TEXT EXCERPT
-*-

Dear Brothers and Sisters!

At the end of this solemn celebration of holy Mass we now pray the Angelus together. This prayer constantly reminds us of the historical beginnings of our salvation. The Archangel Gabriel presents God’s plan of salvation to the Virgin Mary, by which she was to become the Mother of the Redeemer. Mary was fearful, but the angel spoke a word of comfort to her: “Do not be afraid, Mary, for you have found favour with God.” So Mary is able to respond with her great “yes”. This “yes”, by which she accepts to become the handmaid of the Lord, is the trusting “yes” to God’s plan, to our salvation. And she finally addresses her “yes” to us all, whom she received as her children entrusted to her at the foot of the Cross (cf. Jn 19:27). She never withdraws this promise. And so she is called happy, or rather blessed, for believing that what was promised her by the Lord would be fulfilled (cf. Lk 1:45). As we pray theAngelus, we may join Mary in her “yes”, we may adhere trustingly to the beauty of God’s plan and to the providence that he has assigned to us in his grace. Then God’s love will also, as it were, take flesh in our lives, becoming ever more tangible. In all our cares we need have no fear. God is good. At the same time we know that we are sustained by the fellowship of the many believers who are now praying the Angelus with us throughout the world, via radio and television.

-*-

AIM
In the Angelus address above, why is Mary called blessed?

Stored dataset items
-*-

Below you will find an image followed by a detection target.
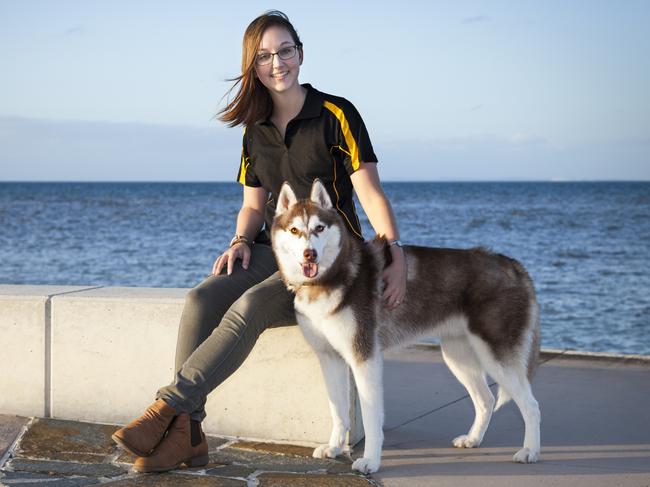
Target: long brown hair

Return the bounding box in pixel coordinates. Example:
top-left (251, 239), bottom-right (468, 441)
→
top-left (218, 10), bottom-right (302, 127)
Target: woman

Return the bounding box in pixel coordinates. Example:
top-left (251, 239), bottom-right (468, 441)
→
top-left (113, 11), bottom-right (406, 472)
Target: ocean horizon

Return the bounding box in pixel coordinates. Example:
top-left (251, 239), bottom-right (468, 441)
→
top-left (0, 180), bottom-right (650, 355)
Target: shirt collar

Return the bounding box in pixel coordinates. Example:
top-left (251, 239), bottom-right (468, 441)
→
top-left (258, 83), bottom-right (325, 125)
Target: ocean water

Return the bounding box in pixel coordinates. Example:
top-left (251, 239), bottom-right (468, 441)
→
top-left (0, 182), bottom-right (650, 355)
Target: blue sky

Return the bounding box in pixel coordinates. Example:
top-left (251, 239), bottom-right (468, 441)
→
top-left (0, 0), bottom-right (650, 181)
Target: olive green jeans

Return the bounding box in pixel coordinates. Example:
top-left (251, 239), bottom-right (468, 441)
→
top-left (156, 244), bottom-right (296, 421)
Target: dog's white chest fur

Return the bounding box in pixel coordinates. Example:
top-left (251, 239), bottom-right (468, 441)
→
top-left (294, 291), bottom-right (356, 359)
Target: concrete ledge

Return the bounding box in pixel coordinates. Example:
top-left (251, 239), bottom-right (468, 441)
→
top-left (0, 286), bottom-right (363, 445)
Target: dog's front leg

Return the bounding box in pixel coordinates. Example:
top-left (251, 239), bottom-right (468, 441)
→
top-left (313, 349), bottom-right (350, 458)
top-left (350, 351), bottom-right (384, 473)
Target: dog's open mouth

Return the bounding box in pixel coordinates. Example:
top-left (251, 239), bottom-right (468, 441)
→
top-left (302, 262), bottom-right (318, 279)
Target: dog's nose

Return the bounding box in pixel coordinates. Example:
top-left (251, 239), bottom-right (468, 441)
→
top-left (302, 249), bottom-right (318, 262)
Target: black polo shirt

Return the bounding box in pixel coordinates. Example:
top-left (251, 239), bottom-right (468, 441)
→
top-left (237, 84), bottom-right (377, 242)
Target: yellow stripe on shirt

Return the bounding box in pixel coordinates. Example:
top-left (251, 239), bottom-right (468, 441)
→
top-left (239, 127), bottom-right (249, 186)
top-left (323, 101), bottom-right (360, 171)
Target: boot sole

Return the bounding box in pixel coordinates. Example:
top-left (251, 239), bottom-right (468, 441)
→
top-left (133, 453), bottom-right (210, 473)
top-left (111, 435), bottom-right (151, 457)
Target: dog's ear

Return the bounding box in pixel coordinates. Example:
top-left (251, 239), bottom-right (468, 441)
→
top-left (275, 181), bottom-right (298, 216)
top-left (310, 179), bottom-right (332, 210)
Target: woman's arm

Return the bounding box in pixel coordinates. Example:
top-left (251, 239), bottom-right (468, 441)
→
top-left (212, 186), bottom-right (268, 276)
top-left (350, 162), bottom-right (406, 308)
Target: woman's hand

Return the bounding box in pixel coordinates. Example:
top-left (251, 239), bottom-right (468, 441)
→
top-left (382, 246), bottom-right (406, 309)
top-left (212, 242), bottom-right (251, 276)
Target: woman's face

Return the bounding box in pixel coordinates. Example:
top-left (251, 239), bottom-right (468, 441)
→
top-left (255, 26), bottom-right (302, 93)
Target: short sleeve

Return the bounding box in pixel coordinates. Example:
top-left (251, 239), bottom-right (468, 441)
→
top-left (325, 99), bottom-right (377, 174)
top-left (237, 128), bottom-right (262, 188)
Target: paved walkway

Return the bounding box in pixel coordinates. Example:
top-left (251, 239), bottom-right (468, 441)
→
top-left (0, 348), bottom-right (650, 487)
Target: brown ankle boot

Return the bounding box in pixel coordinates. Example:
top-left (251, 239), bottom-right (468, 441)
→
top-left (111, 399), bottom-right (178, 457)
top-left (133, 413), bottom-right (210, 472)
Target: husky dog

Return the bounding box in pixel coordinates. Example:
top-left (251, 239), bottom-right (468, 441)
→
top-left (272, 180), bottom-right (540, 473)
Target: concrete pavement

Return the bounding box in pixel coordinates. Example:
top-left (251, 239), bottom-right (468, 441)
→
top-left (0, 347), bottom-right (650, 487)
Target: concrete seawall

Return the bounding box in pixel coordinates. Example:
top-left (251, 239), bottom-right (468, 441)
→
top-left (0, 285), bottom-right (363, 445)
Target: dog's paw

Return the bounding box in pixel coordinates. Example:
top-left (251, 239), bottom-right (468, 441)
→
top-left (352, 457), bottom-right (380, 473)
top-left (312, 445), bottom-right (342, 458)
top-left (452, 435), bottom-right (481, 448)
top-left (512, 448), bottom-right (539, 463)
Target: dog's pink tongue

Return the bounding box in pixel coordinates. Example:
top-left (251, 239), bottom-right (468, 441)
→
top-left (302, 262), bottom-right (318, 278)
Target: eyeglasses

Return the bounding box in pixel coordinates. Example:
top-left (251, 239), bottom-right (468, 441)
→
top-left (255, 44), bottom-right (299, 66)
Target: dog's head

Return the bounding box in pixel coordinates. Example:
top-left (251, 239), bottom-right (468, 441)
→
top-left (271, 179), bottom-right (345, 285)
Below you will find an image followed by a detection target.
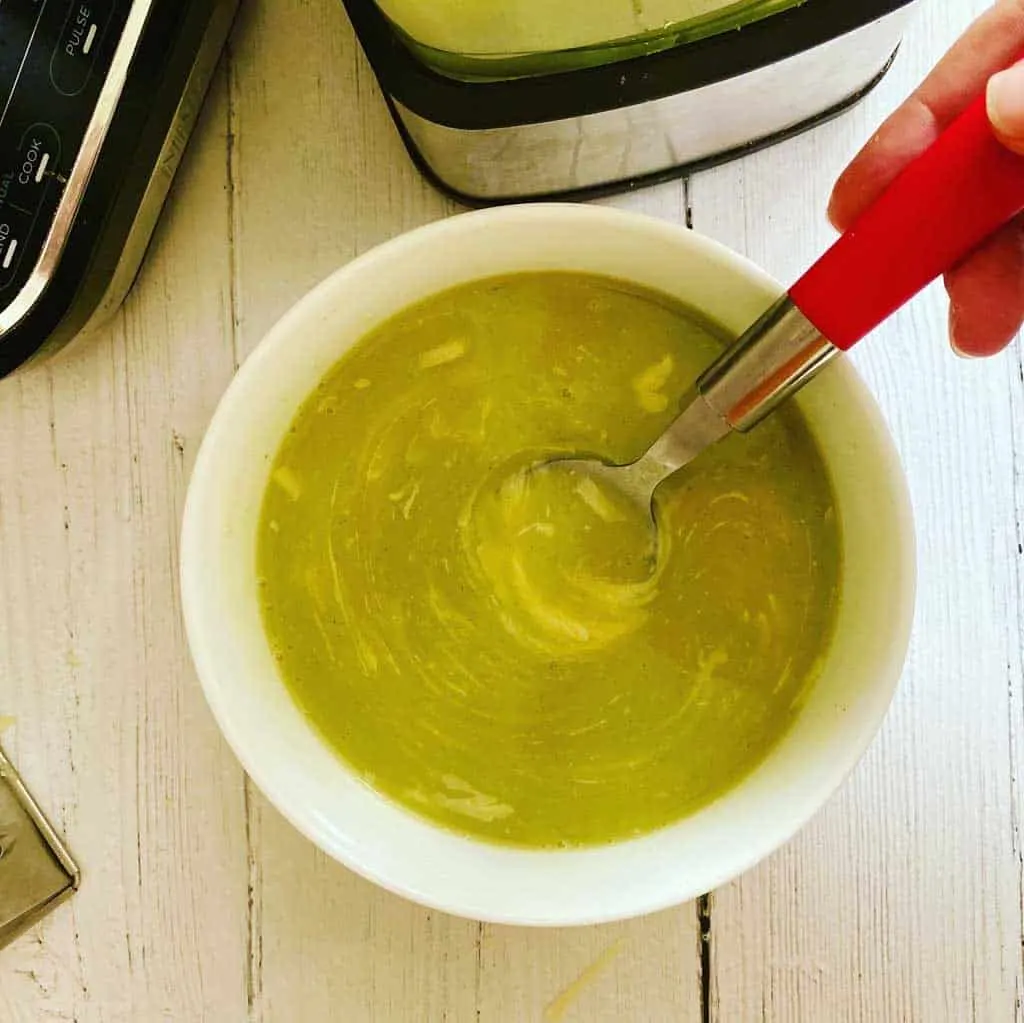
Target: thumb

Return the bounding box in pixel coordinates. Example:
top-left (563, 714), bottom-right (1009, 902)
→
top-left (987, 62), bottom-right (1024, 155)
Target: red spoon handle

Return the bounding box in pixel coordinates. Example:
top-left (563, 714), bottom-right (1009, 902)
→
top-left (790, 95), bottom-right (1024, 350)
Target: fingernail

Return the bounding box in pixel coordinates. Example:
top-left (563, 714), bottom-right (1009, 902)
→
top-left (987, 62), bottom-right (1024, 143)
top-left (949, 306), bottom-right (978, 360)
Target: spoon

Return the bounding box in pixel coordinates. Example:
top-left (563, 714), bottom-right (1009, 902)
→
top-left (546, 61), bottom-right (1024, 520)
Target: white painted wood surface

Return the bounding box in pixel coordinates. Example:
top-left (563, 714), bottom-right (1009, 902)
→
top-left (0, 0), bottom-right (1024, 1023)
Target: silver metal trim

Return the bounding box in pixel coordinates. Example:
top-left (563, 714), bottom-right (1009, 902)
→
top-left (72, 0), bottom-right (239, 351)
top-left (697, 295), bottom-right (840, 433)
top-left (0, 0), bottom-right (156, 341)
top-left (392, 3), bottom-right (919, 202)
top-left (0, 749), bottom-right (82, 948)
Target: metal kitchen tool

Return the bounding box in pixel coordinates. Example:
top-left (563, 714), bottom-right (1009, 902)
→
top-left (557, 77), bottom-right (1024, 520)
top-left (0, 750), bottom-right (79, 948)
top-left (343, 0), bottom-right (916, 205)
top-left (0, 0), bottom-right (238, 377)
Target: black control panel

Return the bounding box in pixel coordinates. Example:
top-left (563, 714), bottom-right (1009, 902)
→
top-left (0, 0), bottom-right (131, 309)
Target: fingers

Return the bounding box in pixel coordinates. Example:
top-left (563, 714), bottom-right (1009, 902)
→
top-left (946, 217), bottom-right (1024, 357)
top-left (828, 0), bottom-right (1024, 230)
top-left (987, 63), bottom-right (1024, 155)
top-left (828, 99), bottom-right (940, 231)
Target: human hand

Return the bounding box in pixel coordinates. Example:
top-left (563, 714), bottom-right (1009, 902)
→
top-left (828, 0), bottom-right (1024, 356)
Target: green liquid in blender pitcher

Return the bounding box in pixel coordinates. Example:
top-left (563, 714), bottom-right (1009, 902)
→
top-left (377, 0), bottom-right (806, 78)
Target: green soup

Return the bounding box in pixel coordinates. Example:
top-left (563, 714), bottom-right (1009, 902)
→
top-left (257, 273), bottom-right (840, 847)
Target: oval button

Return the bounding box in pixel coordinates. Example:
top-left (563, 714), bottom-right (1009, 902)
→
top-left (50, 0), bottom-right (112, 96)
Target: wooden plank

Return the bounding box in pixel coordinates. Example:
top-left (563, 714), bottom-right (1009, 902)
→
top-left (226, 2), bottom-right (699, 1023)
top-left (0, 61), bottom-right (246, 1023)
top-left (691, 0), bottom-right (1024, 1021)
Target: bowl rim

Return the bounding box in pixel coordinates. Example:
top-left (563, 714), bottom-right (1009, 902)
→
top-left (179, 203), bottom-right (916, 927)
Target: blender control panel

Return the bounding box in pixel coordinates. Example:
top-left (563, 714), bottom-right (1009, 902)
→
top-left (0, 0), bottom-right (131, 310)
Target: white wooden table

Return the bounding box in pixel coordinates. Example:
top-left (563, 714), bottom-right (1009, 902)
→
top-left (0, 0), bottom-right (1024, 1023)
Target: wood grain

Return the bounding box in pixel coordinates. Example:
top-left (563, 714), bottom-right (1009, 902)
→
top-left (0, 0), bottom-right (1024, 1023)
top-left (691, 3), bottom-right (1024, 1023)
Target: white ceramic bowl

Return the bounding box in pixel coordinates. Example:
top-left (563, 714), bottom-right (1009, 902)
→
top-left (181, 205), bottom-right (914, 925)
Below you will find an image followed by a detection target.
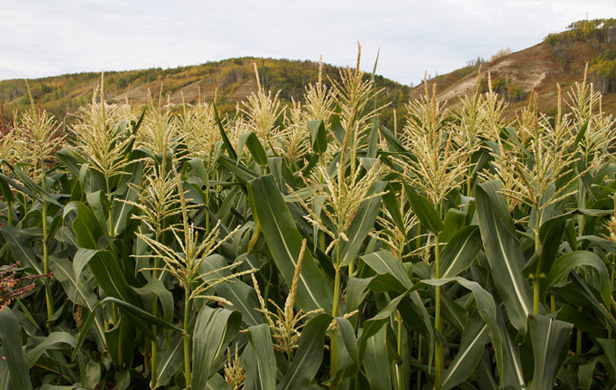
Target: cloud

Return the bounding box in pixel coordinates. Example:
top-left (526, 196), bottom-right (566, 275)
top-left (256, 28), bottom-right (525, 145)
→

-*-

FINISHED ANSWER
She is called blessed for believing that what was promised her by the Lord would be fulfilled.